- Opening Delimiter -
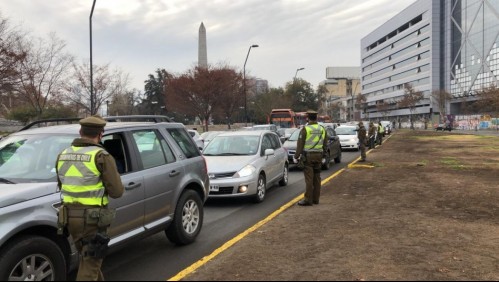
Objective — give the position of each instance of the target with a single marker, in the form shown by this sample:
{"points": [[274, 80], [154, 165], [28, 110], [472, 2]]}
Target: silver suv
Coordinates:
{"points": [[166, 185]]}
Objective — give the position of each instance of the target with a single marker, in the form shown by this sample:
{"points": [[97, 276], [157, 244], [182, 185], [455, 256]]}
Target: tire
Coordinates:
{"points": [[338, 158], [285, 176], [261, 189], [327, 164], [187, 220], [32, 258]]}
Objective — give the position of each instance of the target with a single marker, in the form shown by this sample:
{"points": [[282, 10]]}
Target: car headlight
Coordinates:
{"points": [[245, 171]]}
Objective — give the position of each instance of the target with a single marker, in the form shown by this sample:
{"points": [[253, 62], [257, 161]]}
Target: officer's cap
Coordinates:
{"points": [[94, 121]]}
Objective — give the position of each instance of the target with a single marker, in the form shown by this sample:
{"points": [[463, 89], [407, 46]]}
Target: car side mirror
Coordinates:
{"points": [[269, 152]]}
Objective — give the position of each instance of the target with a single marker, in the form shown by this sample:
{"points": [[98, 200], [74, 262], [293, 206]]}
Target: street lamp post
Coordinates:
{"points": [[244, 87], [297, 70], [92, 103]]}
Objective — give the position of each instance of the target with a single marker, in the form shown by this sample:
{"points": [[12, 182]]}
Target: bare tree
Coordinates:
{"points": [[203, 91], [108, 84], [10, 55], [410, 100], [42, 71], [441, 98]]}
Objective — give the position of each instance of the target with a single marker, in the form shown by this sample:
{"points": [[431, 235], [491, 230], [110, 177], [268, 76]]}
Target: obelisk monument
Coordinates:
{"points": [[202, 53]]}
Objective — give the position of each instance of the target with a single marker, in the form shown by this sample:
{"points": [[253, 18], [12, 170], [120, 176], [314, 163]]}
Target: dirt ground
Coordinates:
{"points": [[426, 210]]}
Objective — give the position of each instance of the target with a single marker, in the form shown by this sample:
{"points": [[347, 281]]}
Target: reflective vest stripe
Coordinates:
{"points": [[315, 138], [80, 178]]}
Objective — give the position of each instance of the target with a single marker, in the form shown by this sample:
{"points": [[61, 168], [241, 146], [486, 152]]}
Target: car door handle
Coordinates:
{"points": [[132, 186]]}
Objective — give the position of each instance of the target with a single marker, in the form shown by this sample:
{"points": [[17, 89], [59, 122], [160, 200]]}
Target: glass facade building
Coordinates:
{"points": [[431, 45]]}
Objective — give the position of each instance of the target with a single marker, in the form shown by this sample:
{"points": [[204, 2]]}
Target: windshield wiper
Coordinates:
{"points": [[6, 181]]}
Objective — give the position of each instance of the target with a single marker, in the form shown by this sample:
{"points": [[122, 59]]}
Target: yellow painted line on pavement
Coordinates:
{"points": [[236, 239]]}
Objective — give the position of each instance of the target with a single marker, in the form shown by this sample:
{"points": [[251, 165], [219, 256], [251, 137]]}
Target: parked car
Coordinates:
{"points": [[166, 185], [387, 125], [333, 151], [348, 137], [197, 138], [245, 163], [443, 127], [208, 135], [271, 127], [287, 133]]}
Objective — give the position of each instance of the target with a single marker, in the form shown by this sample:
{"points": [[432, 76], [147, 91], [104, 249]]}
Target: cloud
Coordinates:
{"points": [[141, 36]]}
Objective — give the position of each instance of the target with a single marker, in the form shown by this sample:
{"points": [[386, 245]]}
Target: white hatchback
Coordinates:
{"points": [[245, 163], [348, 137]]}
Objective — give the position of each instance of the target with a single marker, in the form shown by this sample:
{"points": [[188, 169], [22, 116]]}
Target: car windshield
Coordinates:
{"points": [[31, 158], [345, 131], [232, 146], [294, 136]]}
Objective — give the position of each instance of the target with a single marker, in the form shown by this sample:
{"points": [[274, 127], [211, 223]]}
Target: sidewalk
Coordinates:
{"points": [[426, 210]]}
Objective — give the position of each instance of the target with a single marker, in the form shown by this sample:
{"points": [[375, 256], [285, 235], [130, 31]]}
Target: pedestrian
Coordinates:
{"points": [[381, 133], [371, 135], [311, 146], [361, 134], [87, 176]]}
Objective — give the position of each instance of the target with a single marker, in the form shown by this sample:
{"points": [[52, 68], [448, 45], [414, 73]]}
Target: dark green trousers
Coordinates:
{"points": [[90, 267], [312, 172]]}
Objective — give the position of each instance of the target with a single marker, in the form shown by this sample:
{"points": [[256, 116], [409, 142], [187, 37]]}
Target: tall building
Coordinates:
{"points": [[342, 85], [432, 45], [202, 52]]}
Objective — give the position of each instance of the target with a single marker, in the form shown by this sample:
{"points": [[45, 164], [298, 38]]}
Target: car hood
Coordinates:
{"points": [[218, 164], [11, 194], [289, 144], [347, 137]]}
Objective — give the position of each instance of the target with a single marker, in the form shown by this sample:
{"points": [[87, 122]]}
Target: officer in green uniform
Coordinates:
{"points": [[361, 134], [311, 144], [87, 176]]}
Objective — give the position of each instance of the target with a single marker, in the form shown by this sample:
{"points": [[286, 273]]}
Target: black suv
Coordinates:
{"points": [[164, 174]]}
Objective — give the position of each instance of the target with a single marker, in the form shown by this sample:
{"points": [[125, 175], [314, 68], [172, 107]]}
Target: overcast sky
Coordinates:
{"points": [[140, 36]]}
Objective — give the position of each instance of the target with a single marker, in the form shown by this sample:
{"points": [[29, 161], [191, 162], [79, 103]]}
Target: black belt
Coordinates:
{"points": [[76, 213]]}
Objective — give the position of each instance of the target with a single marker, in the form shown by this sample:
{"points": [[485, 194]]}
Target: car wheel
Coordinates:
{"points": [[261, 188], [338, 158], [327, 163], [285, 176], [32, 258], [187, 220]]}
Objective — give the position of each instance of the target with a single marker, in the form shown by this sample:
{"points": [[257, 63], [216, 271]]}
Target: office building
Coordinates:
{"points": [[432, 45]]}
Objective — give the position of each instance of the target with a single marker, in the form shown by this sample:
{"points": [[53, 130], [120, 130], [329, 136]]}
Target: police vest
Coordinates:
{"points": [[80, 178], [314, 138]]}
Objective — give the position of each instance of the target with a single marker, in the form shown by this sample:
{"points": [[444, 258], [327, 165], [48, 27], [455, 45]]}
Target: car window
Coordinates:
{"points": [[115, 145], [266, 143], [276, 143], [31, 158], [232, 146], [184, 141], [150, 148]]}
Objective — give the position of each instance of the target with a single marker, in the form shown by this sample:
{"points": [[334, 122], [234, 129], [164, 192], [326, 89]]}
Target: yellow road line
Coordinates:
{"points": [[236, 239]]}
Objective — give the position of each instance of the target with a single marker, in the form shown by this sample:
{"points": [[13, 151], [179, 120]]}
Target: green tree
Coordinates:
{"points": [[303, 95]]}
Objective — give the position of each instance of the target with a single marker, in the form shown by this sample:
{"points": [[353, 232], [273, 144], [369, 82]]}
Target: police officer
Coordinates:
{"points": [[372, 135], [362, 135], [311, 144], [381, 133], [87, 176]]}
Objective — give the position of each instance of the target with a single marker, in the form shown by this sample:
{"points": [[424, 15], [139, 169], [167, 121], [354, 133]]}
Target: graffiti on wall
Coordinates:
{"points": [[475, 122]]}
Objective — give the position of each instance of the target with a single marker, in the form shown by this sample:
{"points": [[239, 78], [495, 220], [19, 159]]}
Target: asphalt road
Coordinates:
{"points": [[155, 258]]}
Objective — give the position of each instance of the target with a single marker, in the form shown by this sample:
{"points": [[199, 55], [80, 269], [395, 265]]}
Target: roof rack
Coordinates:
{"points": [[129, 118]]}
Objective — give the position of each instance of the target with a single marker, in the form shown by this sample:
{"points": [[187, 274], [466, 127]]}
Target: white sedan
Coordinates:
{"points": [[245, 163], [348, 137]]}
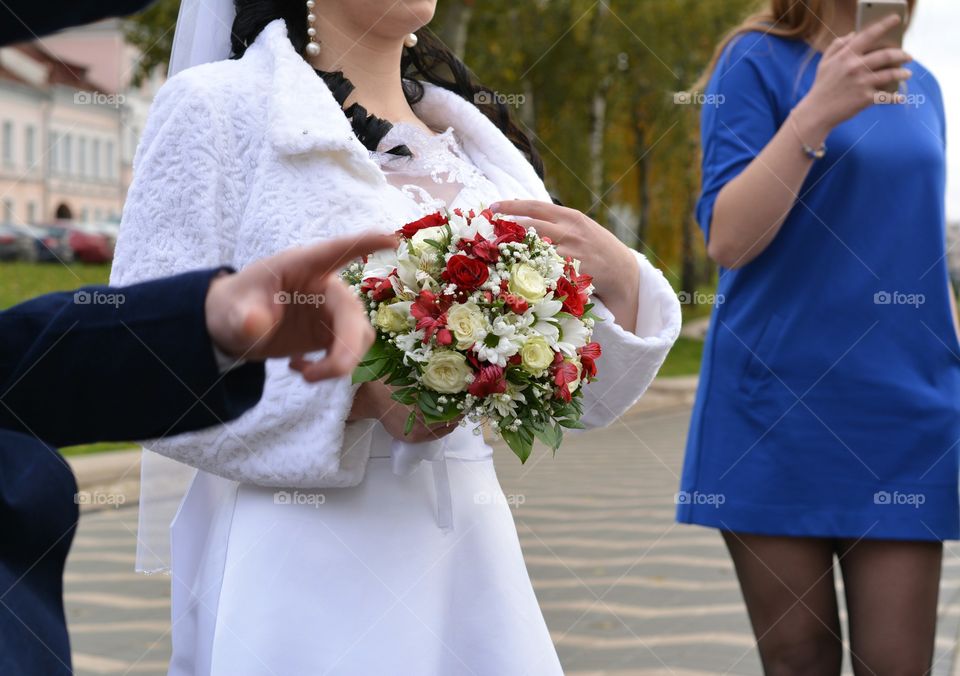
- Closing Delimiter -
TASK PROMPT>
Check each line above for the string "police" and report how many lines have it, giving only the number.

RESPONSE FOR THIS EXERCISE>
2